Records from a point labeling set:

↓↓↓

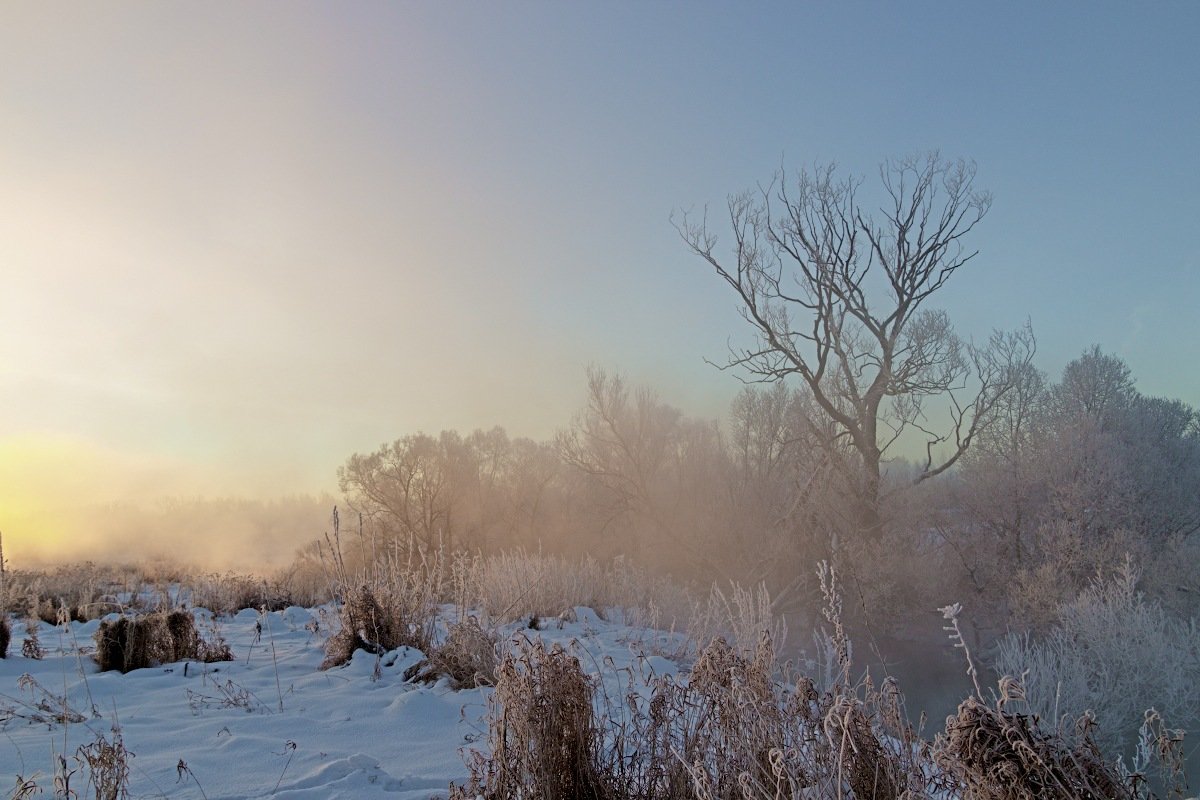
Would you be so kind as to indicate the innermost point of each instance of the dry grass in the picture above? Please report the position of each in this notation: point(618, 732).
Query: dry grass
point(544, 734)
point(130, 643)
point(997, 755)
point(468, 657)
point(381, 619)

↑↑↑
↓↓↓

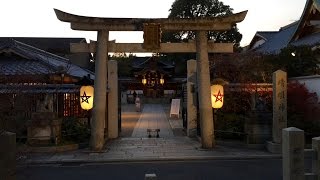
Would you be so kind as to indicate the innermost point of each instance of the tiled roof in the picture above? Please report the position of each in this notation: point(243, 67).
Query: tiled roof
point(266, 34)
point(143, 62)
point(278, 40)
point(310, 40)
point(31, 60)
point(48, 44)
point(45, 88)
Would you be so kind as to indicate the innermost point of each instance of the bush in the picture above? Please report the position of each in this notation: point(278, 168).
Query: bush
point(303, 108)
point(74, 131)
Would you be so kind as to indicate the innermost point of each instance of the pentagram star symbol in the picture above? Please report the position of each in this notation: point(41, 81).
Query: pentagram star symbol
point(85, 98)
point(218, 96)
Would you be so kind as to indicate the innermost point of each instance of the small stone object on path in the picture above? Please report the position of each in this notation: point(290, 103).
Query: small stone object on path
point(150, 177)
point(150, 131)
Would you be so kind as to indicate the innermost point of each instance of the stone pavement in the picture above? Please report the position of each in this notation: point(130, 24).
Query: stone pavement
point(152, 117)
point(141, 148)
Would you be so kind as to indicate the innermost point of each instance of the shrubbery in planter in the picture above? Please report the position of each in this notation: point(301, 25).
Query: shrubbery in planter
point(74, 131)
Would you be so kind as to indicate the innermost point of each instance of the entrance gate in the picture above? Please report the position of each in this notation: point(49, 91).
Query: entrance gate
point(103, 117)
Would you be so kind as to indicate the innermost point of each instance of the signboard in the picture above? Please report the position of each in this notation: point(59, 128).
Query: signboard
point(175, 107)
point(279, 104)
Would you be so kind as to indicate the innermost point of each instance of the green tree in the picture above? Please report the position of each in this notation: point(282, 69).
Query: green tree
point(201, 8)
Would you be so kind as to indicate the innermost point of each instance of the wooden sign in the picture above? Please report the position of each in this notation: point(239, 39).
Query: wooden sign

↑↑↑
↓↓↓

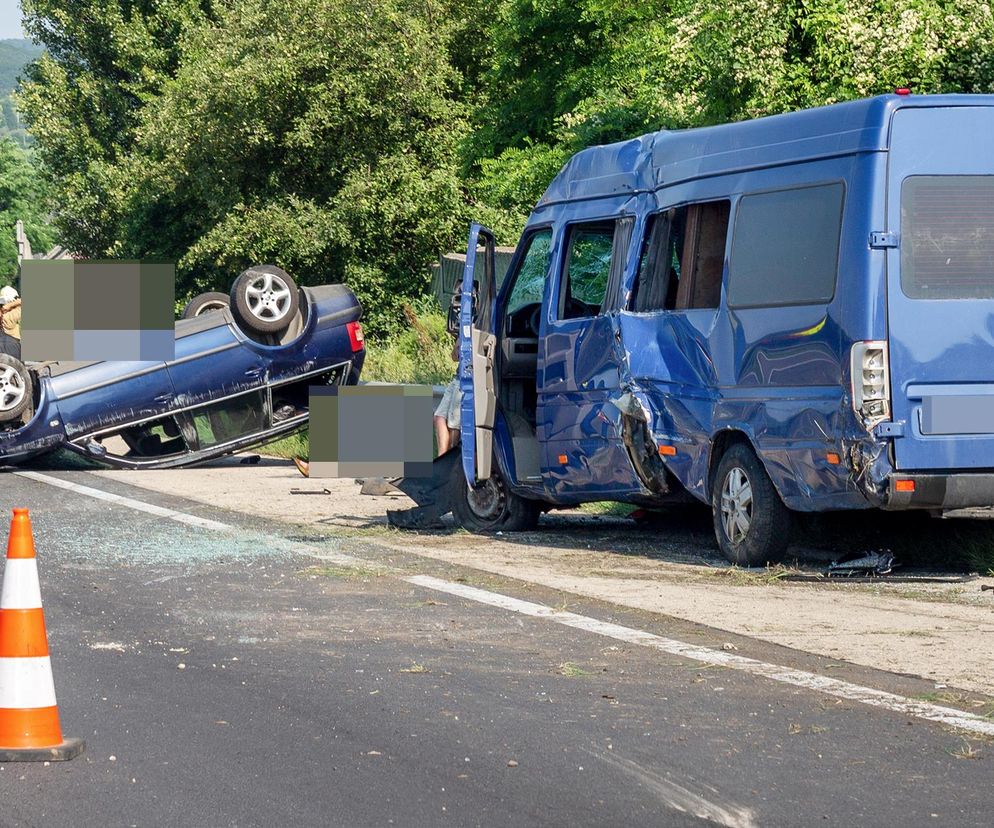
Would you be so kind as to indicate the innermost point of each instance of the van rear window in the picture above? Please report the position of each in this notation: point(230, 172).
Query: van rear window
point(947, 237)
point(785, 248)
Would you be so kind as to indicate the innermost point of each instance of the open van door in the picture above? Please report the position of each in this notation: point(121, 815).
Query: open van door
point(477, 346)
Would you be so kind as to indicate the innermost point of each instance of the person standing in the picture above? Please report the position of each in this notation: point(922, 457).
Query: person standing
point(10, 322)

↑↑↑

The problem: Extract the lines from the records above word for word, everything from the line that contains "notation: point(130, 24)." down to the line that contains "point(103, 117)", with both of those lines included.

Output for this exercise:
Would you be so kind as to indicate the innermost point of each instance of the stone pavement in the picture above? Please report the position of each in this notation: point(130, 24).
Query: stone pavement
point(152, 117)
point(141, 148)
Would you be so kind as to indicate the innermost point of each instance of the shrubbery in planter in the picture above? Please report the position of each in this notation: point(301, 25).
Query: shrubbery in planter
point(74, 131)
Would you be so kind as to indicate the innermost point of each instance of the entrance gate in the picture above? Please report the position of each in this notation: point(49, 91).
Query: entrance gate
point(103, 117)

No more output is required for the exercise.